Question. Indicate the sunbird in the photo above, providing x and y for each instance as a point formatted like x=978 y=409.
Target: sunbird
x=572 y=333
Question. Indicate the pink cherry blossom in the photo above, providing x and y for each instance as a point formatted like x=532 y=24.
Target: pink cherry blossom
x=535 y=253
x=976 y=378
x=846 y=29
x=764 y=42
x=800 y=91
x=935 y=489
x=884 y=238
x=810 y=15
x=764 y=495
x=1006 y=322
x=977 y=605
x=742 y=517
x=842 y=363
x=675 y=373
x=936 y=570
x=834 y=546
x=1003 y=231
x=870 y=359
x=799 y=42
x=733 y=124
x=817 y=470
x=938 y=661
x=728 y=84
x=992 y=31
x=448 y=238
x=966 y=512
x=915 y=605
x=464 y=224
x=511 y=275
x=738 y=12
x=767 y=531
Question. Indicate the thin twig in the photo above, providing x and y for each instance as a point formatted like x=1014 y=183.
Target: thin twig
========================================
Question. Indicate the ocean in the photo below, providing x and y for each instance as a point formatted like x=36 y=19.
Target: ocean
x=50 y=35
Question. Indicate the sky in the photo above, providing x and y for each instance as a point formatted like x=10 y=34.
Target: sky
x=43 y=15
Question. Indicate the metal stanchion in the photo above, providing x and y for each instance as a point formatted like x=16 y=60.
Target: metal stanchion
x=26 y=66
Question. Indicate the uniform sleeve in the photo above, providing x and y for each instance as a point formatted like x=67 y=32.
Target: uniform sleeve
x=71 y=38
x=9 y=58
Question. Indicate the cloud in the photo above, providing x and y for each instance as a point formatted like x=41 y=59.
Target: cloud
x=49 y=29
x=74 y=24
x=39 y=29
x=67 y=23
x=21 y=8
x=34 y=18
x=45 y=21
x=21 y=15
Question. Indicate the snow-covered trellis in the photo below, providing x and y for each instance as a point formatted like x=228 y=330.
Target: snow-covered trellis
========================================
* _WHAT YOU WILL DO_: Retype, without any change, the portion of the records above that opens with the line containing "Question. Indicate the pink" and closes with the line containing "x=936 y=570", both of those lines included.

* _OUTPUT FOR THIS EXERCISE_:
Question. Indicate the pink cherry blossom in the photo above, providing x and y for each instance as a point formatted like x=532 y=24.
Target: pink cherry blossom
x=535 y=253
x=976 y=378
x=846 y=29
x=764 y=42
x=800 y=91
x=935 y=489
x=884 y=238
x=810 y=15
x=764 y=495
x=1006 y=322
x=977 y=605
x=742 y=517
x=842 y=363
x=675 y=373
x=936 y=570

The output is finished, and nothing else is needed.